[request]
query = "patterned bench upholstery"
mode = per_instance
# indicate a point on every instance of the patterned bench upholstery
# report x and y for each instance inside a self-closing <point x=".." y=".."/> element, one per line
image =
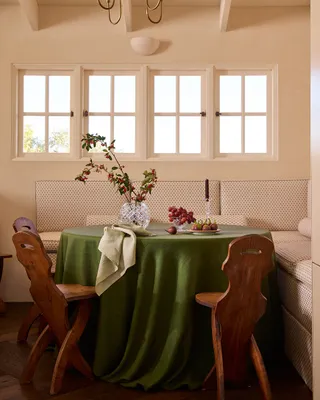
<point x="276" y="205"/>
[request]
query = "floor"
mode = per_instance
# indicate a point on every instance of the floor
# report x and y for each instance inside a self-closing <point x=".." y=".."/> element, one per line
<point x="285" y="382"/>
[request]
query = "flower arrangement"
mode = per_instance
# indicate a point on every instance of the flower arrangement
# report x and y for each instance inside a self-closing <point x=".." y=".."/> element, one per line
<point x="116" y="174"/>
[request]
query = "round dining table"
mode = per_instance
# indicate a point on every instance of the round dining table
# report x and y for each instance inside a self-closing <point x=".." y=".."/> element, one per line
<point x="146" y="330"/>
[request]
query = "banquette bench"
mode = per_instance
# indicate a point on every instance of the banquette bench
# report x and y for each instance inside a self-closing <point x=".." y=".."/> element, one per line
<point x="278" y="205"/>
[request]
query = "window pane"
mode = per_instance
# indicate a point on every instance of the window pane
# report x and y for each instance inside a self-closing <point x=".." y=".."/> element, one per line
<point x="100" y="126"/>
<point x="230" y="93"/>
<point x="59" y="134"/>
<point x="124" y="93"/>
<point x="164" y="134"/>
<point x="230" y="134"/>
<point x="190" y="94"/>
<point x="125" y="134"/>
<point x="165" y="94"/>
<point x="59" y="93"/>
<point x="255" y="93"/>
<point x="34" y="134"/>
<point x="34" y="89"/>
<point x="99" y="93"/>
<point x="255" y="134"/>
<point x="190" y="135"/>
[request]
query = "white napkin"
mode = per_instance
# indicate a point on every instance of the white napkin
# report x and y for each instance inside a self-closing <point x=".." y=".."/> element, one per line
<point x="118" y="248"/>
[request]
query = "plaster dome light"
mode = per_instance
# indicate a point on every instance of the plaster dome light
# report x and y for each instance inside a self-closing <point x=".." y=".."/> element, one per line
<point x="144" y="45"/>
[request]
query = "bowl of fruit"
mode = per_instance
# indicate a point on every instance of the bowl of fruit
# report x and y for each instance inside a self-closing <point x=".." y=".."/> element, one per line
<point x="206" y="226"/>
<point x="180" y="217"/>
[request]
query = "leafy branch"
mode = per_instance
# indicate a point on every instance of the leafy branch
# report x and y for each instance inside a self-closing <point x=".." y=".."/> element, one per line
<point x="116" y="174"/>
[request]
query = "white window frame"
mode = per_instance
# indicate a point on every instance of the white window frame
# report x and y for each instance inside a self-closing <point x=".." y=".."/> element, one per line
<point x="112" y="72"/>
<point x="271" y="72"/>
<point x="19" y="71"/>
<point x="206" y="100"/>
<point x="144" y="111"/>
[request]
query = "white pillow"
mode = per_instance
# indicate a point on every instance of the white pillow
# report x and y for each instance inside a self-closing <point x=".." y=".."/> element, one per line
<point x="304" y="227"/>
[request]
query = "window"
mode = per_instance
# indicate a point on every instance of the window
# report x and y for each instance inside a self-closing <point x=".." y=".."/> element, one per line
<point x="153" y="112"/>
<point x="176" y="101"/>
<point x="244" y="113"/>
<point x="110" y="108"/>
<point x="44" y="111"/>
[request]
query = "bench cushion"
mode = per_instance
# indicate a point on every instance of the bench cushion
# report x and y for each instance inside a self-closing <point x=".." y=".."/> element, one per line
<point x="288" y="236"/>
<point x="276" y="205"/>
<point x="101" y="220"/>
<point x="296" y="297"/>
<point x="63" y="204"/>
<point x="295" y="258"/>
<point x="50" y="240"/>
<point x="239" y="220"/>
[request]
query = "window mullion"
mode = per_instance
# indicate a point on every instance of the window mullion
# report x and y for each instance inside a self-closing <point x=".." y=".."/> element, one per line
<point x="242" y="114"/>
<point x="177" y="114"/>
<point x="112" y="109"/>
<point x="47" y="115"/>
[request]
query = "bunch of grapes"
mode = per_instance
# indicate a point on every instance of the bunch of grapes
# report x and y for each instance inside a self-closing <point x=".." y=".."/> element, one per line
<point x="180" y="215"/>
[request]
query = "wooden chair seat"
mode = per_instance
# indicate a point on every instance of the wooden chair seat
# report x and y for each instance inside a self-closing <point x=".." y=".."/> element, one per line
<point x="208" y="299"/>
<point x="76" y="292"/>
<point x="235" y="313"/>
<point x="51" y="301"/>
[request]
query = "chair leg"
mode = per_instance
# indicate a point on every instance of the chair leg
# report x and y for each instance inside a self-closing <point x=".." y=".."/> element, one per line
<point x="42" y="324"/>
<point x="218" y="367"/>
<point x="37" y="350"/>
<point x="260" y="369"/>
<point x="32" y="315"/>
<point x="69" y="352"/>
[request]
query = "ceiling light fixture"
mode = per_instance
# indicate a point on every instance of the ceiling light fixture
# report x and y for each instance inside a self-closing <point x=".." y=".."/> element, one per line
<point x="151" y="9"/>
<point x="109" y="6"/>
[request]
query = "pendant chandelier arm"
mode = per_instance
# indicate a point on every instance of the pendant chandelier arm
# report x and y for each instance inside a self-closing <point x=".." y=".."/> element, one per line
<point x="107" y="7"/>
<point x="155" y="7"/>
<point x="120" y="14"/>
<point x="148" y="9"/>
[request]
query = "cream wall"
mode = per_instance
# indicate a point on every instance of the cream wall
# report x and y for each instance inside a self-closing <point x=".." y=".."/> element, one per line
<point x="84" y="35"/>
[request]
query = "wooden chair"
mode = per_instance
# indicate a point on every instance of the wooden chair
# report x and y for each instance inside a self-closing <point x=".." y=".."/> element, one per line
<point x="52" y="301"/>
<point x="235" y="313"/>
<point x="26" y="225"/>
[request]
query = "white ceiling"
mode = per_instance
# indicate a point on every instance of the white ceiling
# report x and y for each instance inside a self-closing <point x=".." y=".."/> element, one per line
<point x="235" y="3"/>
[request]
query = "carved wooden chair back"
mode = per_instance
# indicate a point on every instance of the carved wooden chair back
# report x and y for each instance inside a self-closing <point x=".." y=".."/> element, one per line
<point x="250" y="259"/>
<point x="48" y="298"/>
<point x="24" y="224"/>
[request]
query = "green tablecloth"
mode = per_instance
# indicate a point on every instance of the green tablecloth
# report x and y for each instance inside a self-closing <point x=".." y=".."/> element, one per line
<point x="149" y="331"/>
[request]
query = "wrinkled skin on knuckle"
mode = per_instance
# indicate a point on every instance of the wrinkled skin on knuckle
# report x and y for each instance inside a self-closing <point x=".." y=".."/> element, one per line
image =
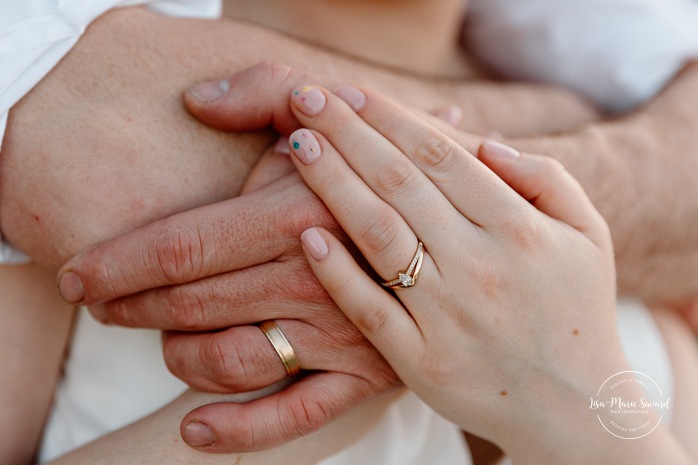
<point x="400" y="176"/>
<point x="225" y="363"/>
<point x="185" y="310"/>
<point x="525" y="233"/>
<point x="436" y="151"/>
<point x="178" y="253"/>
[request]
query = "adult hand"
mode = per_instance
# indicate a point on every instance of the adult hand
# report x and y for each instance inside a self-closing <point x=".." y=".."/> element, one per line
<point x="257" y="234"/>
<point x="516" y="294"/>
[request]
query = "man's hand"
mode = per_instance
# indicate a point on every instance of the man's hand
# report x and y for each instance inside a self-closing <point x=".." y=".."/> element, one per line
<point x="183" y="273"/>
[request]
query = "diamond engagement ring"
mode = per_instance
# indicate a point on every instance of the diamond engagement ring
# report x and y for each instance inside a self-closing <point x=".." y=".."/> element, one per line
<point x="408" y="278"/>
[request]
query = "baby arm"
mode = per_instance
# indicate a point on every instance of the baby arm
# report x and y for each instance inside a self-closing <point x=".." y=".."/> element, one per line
<point x="33" y="340"/>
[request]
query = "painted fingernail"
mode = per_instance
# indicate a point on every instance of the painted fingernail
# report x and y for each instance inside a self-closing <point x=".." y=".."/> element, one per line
<point x="308" y="99"/>
<point x="497" y="149"/>
<point x="281" y="146"/>
<point x="70" y="288"/>
<point x="211" y="90"/>
<point x="353" y="96"/>
<point x="452" y="114"/>
<point x="314" y="244"/>
<point x="305" y="146"/>
<point x="197" y="434"/>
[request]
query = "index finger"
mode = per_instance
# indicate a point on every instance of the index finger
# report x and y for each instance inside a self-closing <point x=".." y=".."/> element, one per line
<point x="206" y="241"/>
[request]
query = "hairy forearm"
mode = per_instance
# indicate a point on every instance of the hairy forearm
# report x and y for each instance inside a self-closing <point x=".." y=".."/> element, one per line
<point x="104" y="145"/>
<point x="640" y="172"/>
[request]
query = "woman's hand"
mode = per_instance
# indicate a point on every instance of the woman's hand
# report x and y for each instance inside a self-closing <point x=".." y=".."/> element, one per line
<point x="512" y="311"/>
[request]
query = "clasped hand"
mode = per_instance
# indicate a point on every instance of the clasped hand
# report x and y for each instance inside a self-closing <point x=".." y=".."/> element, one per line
<point x="517" y="279"/>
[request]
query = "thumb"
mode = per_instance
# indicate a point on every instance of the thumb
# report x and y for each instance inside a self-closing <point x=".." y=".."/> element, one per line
<point x="252" y="99"/>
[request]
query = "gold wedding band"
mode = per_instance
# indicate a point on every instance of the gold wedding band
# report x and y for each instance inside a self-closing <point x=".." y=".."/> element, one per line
<point x="282" y="346"/>
<point x="408" y="278"/>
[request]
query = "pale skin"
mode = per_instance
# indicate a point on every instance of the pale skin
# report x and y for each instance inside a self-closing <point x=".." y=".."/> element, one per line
<point x="503" y="333"/>
<point x="121" y="217"/>
<point x="115" y="144"/>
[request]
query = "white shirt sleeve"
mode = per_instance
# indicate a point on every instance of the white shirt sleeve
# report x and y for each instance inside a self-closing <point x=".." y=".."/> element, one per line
<point x="36" y="34"/>
<point x="619" y="53"/>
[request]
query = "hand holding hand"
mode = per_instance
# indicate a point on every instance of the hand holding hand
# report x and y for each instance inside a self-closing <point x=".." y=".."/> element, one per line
<point x="514" y="302"/>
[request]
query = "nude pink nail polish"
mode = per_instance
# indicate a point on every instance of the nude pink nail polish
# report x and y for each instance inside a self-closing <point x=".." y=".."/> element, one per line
<point x="305" y="146"/>
<point x="308" y="99"/>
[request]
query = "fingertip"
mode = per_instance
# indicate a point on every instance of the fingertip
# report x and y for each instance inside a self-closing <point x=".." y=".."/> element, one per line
<point x="198" y="435"/>
<point x="207" y="92"/>
<point x="315" y="244"/>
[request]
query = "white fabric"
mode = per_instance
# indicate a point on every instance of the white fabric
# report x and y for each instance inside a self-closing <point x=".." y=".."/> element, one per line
<point x="619" y="53"/>
<point x="116" y="375"/>
<point x="36" y="34"/>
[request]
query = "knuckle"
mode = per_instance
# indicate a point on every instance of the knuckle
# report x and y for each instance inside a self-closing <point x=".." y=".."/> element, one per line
<point x="225" y="363"/>
<point x="178" y="253"/>
<point x="380" y="231"/>
<point x="487" y="276"/>
<point x="185" y="310"/>
<point x="274" y="72"/>
<point x="401" y="176"/>
<point x="374" y="320"/>
<point x="525" y="233"/>
<point x="435" y="151"/>
<point x="307" y="416"/>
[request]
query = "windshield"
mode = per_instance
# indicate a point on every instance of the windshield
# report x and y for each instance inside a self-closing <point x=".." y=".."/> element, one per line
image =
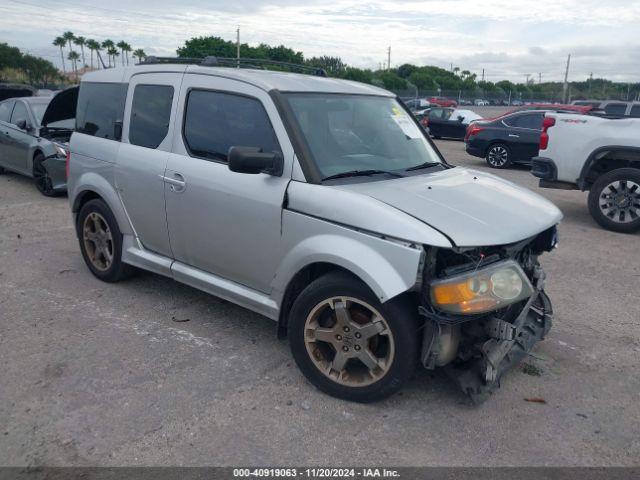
<point x="357" y="132"/>
<point x="38" y="110"/>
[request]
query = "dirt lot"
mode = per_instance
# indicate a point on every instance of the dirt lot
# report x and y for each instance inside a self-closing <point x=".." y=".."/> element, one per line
<point x="98" y="374"/>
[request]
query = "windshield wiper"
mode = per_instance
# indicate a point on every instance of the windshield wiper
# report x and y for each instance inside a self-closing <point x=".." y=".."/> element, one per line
<point x="362" y="173"/>
<point x="423" y="165"/>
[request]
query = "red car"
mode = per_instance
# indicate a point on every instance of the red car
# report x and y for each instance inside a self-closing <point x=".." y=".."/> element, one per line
<point x="443" y="102"/>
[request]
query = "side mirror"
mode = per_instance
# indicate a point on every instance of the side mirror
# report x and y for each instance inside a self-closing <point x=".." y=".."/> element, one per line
<point x="253" y="160"/>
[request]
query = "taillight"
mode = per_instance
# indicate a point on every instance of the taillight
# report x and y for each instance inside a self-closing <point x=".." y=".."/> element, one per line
<point x="472" y="130"/>
<point x="67" y="162"/>
<point x="547" y="123"/>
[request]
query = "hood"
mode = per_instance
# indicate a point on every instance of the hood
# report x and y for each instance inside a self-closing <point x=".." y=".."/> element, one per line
<point x="472" y="208"/>
<point x="61" y="107"/>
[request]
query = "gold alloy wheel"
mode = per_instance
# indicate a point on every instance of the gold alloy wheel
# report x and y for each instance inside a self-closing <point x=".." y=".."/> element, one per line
<point x="349" y="341"/>
<point x="98" y="241"/>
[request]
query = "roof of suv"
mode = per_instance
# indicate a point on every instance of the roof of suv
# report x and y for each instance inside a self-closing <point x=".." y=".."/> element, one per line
<point x="263" y="79"/>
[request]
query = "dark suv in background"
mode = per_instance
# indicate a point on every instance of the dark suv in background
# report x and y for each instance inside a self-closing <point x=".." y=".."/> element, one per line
<point x="512" y="138"/>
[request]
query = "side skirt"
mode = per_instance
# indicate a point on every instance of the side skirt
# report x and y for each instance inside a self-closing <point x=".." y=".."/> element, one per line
<point x="134" y="254"/>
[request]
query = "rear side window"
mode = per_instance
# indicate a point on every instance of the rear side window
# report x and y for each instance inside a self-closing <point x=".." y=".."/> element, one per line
<point x="150" y="115"/>
<point x="5" y="111"/>
<point x="19" y="113"/>
<point x="216" y="121"/>
<point x="616" y="108"/>
<point x="100" y="107"/>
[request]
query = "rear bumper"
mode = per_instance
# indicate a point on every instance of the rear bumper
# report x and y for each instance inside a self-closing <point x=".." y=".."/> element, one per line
<point x="544" y="168"/>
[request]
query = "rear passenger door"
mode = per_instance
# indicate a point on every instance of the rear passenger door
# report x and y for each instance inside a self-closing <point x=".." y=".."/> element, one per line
<point x="6" y="108"/>
<point x="220" y="221"/>
<point x="146" y="142"/>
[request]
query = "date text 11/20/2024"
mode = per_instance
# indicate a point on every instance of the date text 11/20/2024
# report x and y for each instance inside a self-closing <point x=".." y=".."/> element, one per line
<point x="316" y="472"/>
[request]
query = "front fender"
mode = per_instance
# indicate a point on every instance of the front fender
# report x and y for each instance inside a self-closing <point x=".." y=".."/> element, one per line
<point x="94" y="181"/>
<point x="388" y="267"/>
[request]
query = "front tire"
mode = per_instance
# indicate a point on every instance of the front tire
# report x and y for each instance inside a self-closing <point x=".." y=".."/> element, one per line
<point x="498" y="156"/>
<point x="41" y="177"/>
<point x="101" y="242"/>
<point x="348" y="344"/>
<point x="614" y="200"/>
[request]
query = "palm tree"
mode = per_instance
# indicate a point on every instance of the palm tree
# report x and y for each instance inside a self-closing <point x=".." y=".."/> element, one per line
<point x="108" y="45"/>
<point x="126" y="49"/>
<point x="69" y="36"/>
<point x="139" y="53"/>
<point x="113" y="53"/>
<point x="81" y="42"/>
<point x="92" y="45"/>
<point x="74" y="57"/>
<point x="61" y="42"/>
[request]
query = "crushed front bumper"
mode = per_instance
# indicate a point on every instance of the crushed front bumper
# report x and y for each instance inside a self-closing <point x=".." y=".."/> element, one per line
<point x="488" y="346"/>
<point x="507" y="344"/>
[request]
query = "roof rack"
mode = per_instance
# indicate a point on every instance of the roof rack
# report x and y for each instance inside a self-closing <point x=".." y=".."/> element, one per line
<point x="257" y="63"/>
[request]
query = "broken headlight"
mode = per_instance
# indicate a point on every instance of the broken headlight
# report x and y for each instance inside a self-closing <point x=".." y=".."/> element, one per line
<point x="482" y="290"/>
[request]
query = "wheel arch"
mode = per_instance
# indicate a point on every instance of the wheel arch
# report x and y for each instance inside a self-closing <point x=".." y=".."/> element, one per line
<point x="92" y="186"/>
<point x="605" y="159"/>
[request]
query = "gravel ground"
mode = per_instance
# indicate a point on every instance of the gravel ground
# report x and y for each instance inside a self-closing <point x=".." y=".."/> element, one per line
<point x="102" y="374"/>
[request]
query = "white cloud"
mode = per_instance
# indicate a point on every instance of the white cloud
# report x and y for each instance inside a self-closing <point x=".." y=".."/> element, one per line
<point x="506" y="38"/>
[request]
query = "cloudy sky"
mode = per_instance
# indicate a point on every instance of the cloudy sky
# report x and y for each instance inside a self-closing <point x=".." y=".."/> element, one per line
<point x="508" y="38"/>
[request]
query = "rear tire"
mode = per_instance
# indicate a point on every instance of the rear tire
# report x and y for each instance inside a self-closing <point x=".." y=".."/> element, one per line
<point x="614" y="200"/>
<point x="348" y="344"/>
<point x="41" y="177"/>
<point x="101" y="242"/>
<point x="498" y="156"/>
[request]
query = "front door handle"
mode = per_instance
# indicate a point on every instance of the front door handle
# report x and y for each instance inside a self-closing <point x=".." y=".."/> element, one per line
<point x="176" y="182"/>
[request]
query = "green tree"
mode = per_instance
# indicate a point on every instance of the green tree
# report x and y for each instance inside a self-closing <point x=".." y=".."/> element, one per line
<point x="391" y="81"/>
<point x="81" y="42"/>
<point x="139" y="54"/>
<point x="61" y="42"/>
<point x="334" y="66"/>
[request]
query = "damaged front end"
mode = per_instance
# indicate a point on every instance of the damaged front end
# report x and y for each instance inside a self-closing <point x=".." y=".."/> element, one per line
<point x="484" y="310"/>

========================================

### [REQUIREMENT]
Lines with "banquette" in the records: how many are there? Give only the number.

### [REPLY TO THE EXERCISE]
2